--- START Entries supplied ---

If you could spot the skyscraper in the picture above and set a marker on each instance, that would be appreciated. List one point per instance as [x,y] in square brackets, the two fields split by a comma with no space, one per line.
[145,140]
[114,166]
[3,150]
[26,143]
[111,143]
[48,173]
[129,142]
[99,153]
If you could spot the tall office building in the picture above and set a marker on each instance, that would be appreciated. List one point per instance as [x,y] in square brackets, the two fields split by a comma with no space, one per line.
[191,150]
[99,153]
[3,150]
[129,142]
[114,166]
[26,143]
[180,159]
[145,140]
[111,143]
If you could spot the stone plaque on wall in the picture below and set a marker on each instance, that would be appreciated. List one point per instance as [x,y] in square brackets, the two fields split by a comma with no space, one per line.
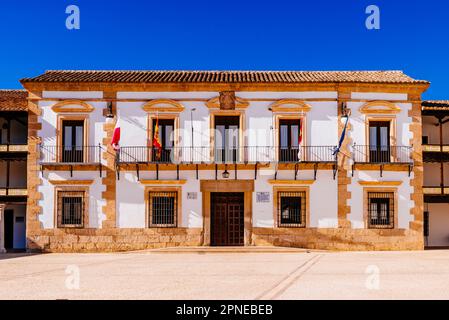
[227,100]
[262,197]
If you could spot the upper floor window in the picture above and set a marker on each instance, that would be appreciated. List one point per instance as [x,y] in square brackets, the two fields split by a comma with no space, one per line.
[379,141]
[227,138]
[290,139]
[73,141]
[165,134]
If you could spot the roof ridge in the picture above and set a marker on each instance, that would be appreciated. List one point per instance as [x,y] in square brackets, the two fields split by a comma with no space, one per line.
[215,70]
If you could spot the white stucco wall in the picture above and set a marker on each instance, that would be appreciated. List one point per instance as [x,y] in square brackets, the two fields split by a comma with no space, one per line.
[47,203]
[433,132]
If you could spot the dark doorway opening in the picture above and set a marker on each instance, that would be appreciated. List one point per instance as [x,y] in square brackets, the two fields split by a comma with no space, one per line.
[227,219]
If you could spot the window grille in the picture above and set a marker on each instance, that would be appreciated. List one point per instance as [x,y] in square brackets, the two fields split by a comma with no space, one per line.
[381,210]
[163,209]
[292,209]
[71,209]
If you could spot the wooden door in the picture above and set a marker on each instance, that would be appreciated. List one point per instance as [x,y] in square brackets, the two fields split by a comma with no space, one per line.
[227,219]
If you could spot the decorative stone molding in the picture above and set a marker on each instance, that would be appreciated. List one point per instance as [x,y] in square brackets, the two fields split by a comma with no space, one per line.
[379,107]
[72,106]
[380,183]
[163,105]
[290,105]
[163,182]
[71,182]
[240,103]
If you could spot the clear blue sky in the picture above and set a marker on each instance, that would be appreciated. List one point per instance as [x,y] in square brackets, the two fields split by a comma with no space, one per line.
[224,35]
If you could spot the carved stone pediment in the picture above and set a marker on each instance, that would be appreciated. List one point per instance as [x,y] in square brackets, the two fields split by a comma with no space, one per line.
[227,102]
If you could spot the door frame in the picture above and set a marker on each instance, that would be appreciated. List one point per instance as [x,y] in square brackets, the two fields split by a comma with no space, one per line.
[226,201]
[245,186]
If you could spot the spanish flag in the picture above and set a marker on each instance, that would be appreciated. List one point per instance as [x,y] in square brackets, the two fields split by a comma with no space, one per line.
[156,141]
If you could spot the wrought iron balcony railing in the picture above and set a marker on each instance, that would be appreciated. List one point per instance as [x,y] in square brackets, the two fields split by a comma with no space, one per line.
[70,154]
[382,154]
[246,155]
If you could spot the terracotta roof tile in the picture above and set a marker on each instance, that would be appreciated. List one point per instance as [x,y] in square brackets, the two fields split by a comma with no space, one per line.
[224,76]
[13,100]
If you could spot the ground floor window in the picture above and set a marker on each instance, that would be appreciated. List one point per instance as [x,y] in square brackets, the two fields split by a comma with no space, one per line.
[291,209]
[163,209]
[381,210]
[71,209]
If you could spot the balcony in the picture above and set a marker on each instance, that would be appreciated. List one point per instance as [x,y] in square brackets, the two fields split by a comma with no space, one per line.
[382,154]
[14,148]
[240,155]
[71,156]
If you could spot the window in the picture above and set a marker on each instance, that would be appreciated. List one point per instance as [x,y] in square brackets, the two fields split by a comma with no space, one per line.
[163,209]
[379,141]
[227,138]
[71,209]
[73,141]
[290,137]
[380,210]
[166,138]
[292,209]
[426,224]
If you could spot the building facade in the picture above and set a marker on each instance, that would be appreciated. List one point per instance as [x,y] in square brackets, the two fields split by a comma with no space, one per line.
[435,141]
[225,159]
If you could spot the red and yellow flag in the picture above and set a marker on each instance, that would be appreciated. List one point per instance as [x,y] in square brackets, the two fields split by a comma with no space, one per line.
[156,141]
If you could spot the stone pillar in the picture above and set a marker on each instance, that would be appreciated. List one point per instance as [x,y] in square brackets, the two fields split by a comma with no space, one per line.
[418,169]
[33,225]
[2,228]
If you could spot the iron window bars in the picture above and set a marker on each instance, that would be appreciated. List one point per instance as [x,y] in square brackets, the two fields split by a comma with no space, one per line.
[71,208]
[163,209]
[292,209]
[380,210]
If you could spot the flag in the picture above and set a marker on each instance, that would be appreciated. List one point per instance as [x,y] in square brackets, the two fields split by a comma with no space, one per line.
[156,141]
[342,138]
[299,139]
[116,136]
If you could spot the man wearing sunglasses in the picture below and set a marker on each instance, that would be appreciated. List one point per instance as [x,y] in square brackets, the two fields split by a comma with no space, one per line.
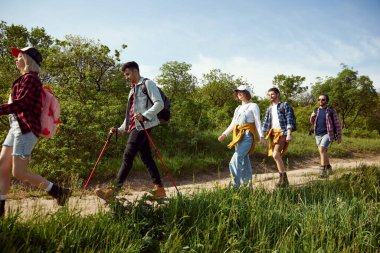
[327,128]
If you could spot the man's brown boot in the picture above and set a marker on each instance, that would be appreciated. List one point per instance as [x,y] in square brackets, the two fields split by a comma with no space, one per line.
[2,208]
[283,181]
[158,192]
[108,194]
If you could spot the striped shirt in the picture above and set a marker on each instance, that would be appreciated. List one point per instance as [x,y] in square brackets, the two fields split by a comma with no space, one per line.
[285,117]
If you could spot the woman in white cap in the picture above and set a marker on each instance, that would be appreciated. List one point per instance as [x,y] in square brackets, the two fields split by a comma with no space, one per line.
[246,128]
[24,110]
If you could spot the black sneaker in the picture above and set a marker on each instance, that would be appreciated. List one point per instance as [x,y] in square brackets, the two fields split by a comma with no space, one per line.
[2,208]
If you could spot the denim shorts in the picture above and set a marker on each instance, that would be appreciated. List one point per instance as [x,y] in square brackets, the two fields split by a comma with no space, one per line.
[322,140]
[22,144]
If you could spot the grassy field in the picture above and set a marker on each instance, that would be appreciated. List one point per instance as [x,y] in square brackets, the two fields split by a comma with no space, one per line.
[337,215]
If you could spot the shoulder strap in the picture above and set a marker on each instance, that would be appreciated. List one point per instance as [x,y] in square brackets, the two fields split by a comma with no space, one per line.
[145,91]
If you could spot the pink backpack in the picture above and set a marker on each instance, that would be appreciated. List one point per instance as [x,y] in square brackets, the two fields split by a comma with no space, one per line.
[50,113]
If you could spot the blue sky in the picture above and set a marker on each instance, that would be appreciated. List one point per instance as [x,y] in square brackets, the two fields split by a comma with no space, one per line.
[252,39]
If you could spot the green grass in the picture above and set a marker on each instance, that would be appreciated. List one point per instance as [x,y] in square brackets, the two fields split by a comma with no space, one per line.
[338,215]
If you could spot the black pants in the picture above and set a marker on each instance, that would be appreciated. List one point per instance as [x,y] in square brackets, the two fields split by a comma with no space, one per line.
[138,143]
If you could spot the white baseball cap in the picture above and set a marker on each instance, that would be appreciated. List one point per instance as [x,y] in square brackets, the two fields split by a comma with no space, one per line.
[243,88]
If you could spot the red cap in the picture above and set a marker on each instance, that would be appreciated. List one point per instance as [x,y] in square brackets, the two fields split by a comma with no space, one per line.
[31,51]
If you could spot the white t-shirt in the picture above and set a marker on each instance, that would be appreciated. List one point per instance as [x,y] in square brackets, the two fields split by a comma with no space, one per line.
[252,115]
[275,120]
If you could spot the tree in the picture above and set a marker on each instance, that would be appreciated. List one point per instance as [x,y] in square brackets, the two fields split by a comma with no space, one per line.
[290,87]
[217,96]
[351,95]
[176,80]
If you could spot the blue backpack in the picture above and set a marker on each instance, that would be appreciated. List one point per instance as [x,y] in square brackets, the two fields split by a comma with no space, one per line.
[164,114]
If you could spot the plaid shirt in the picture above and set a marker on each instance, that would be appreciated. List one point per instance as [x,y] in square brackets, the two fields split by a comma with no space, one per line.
[329,123]
[26,103]
[285,117]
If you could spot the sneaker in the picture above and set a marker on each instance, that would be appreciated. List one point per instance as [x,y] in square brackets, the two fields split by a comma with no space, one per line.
[329,170]
[108,194]
[63,195]
[158,192]
[2,208]
[323,172]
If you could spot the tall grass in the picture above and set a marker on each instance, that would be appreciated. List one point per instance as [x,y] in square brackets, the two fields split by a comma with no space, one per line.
[340,215]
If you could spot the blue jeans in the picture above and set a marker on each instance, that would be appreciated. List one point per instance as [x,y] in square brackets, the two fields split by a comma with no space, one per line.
[138,143]
[323,140]
[22,144]
[240,165]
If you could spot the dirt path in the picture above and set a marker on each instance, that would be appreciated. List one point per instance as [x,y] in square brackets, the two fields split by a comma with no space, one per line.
[90,204]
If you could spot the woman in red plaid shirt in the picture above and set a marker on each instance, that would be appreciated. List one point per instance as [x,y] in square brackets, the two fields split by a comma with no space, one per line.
[24,110]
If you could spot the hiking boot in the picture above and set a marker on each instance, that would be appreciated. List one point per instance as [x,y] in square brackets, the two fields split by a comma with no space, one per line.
[108,194]
[158,192]
[2,208]
[329,170]
[323,172]
[283,181]
[61,194]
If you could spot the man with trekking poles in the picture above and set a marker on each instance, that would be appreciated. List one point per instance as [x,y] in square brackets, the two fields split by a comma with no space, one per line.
[144,103]
[278,125]
[327,128]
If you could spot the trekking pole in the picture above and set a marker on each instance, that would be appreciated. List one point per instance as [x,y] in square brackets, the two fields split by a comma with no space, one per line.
[160,158]
[96,164]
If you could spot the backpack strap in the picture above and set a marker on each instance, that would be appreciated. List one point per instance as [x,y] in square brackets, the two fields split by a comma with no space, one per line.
[145,91]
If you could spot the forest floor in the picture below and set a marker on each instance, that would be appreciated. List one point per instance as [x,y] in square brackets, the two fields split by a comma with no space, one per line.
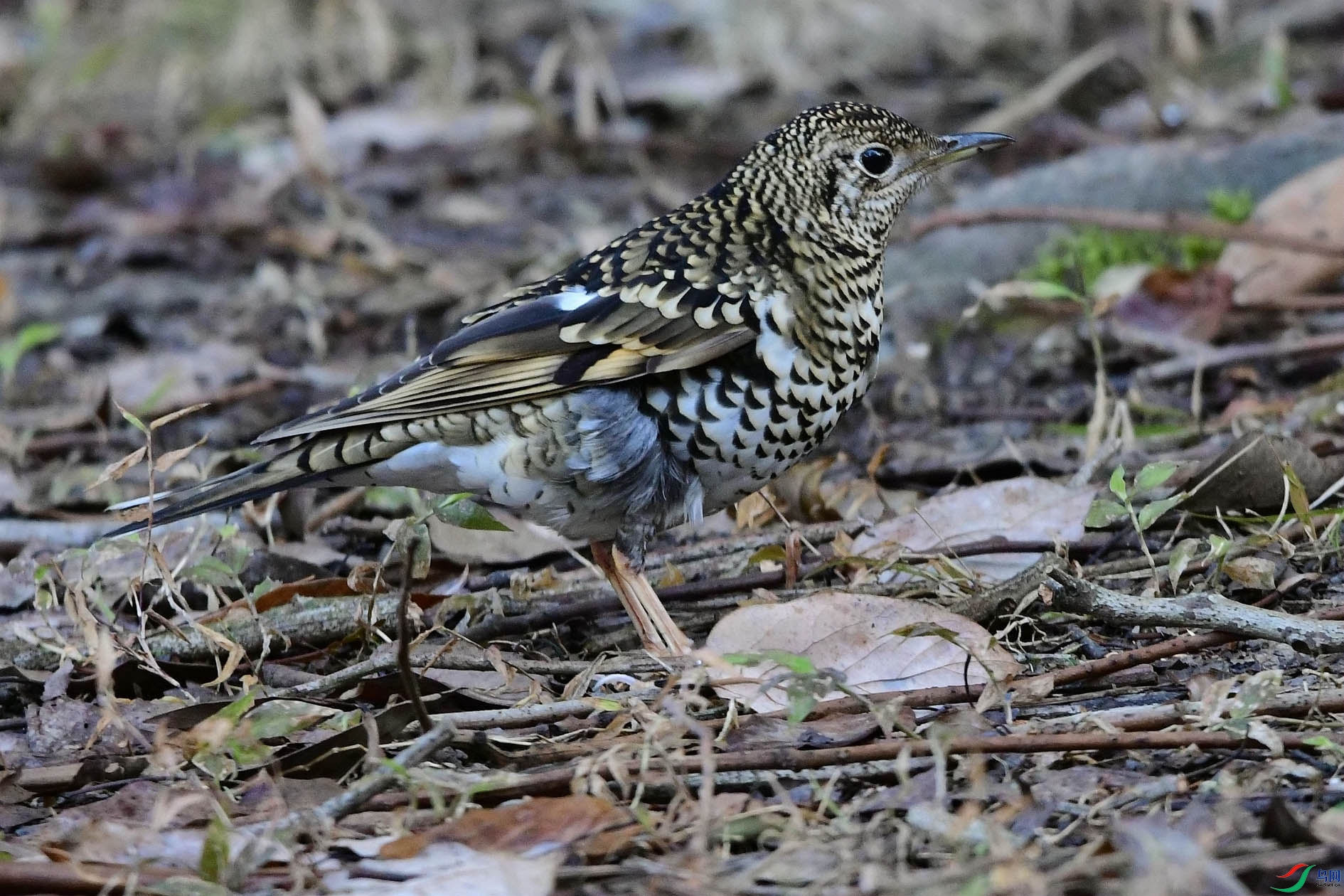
[1089,519]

--- END Entries supplied ---

→ The task: Reproduce precisely the lines of the listing above, from the line containing "If you could spot the dirt" to the last line, both ends included. Pictures are to be omitted.

→ Written response:
If you could spot the dirt path in the picture above and set a marker on each instance, that would be appreciated. List one point per instance as [x,y] in square brackets, the two fields split by a comma with no space, one per line.
[90,204]
If you could spot the woman in red plaid shirt in the picture above and set a marker on each instance, that would be appreciated. List one point per instance as [x,y] in square brackets, the two fields split by a comma with no space, one per line.
[24,110]
If you could spot the hiking boot in the picture above and set a marker on each instance, that would be appreciated. List one point per instance as [x,y] in square brackets, the two fields split by a comma with no space, one per line.
[108,194]
[158,192]
[2,208]
[329,170]
[323,172]
[283,181]
[61,194]
If you could spot the man with trekking poles in the picture above and set a marker on each instance, that would be appreciated. List one point per instance as [x,y] in square brackets, the two fields split by a comma with no space, one per line.
[144,103]
[278,125]
[327,128]
If you could spot the trekking pole in the picture above and set a marker on each instance, that would be appreciated. List one point per instance as [x,y] in square brackets, the two fields split by a comma with no space, one per line.
[160,158]
[96,164]
If you could spot the backpack strap in the picture above and set a marker on each instance, that would be appreciated. List one point per instance as [x,y] in square brackets, the two fields split by a comma with no space, one per line.
[145,91]
If you could spot the forest floor in the picture below and set a marker on each instance, that would be appreciated. List one point per instance as [x,y] in square brackets, the two fields split by a comma with no space, one per line.
[1089,519]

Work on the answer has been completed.